* [What is expected]
Could you copy out the whole listing below line for line, unchanged, but leave out the pictures?

* [Source records]
----------
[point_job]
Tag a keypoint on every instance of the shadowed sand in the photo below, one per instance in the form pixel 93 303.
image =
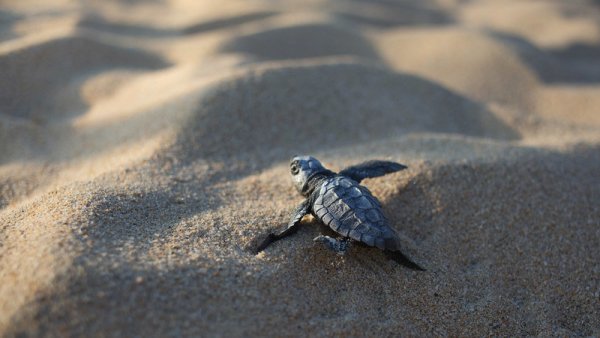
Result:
pixel 144 152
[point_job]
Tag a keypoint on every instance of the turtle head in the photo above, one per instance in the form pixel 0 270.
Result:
pixel 302 169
----------
* [Task answer]
[point_job]
Tag a keypoint on every instance of the shadowed sand in the photo below, one per instance in the form pixel 93 303.
image =
Result:
pixel 144 152
[point_job]
Tag a keypoint on every instance of the turtle head in the photo above, one per instance in the form pixel 0 270.
Result:
pixel 302 169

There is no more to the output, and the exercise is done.